Records provided:

>>>

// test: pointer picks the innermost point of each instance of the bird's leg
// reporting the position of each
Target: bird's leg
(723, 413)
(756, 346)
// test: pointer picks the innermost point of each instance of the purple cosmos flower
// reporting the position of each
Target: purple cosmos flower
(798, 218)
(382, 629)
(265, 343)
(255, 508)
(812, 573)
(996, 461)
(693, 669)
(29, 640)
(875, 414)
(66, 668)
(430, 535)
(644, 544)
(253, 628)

<<<

Exercise prompt: Transcribe the data verbatim, starting with the line that contains "the purple cosmos flower" and continuing through the end of the data.

Complete answer:
// test: pointer picks the innermost point of each instance of the purple cosmos flower
// reporting the position of each
Target: purple cosmos flower
(798, 218)
(382, 629)
(265, 343)
(255, 508)
(812, 573)
(996, 461)
(693, 669)
(29, 640)
(875, 414)
(66, 668)
(430, 535)
(644, 544)
(253, 628)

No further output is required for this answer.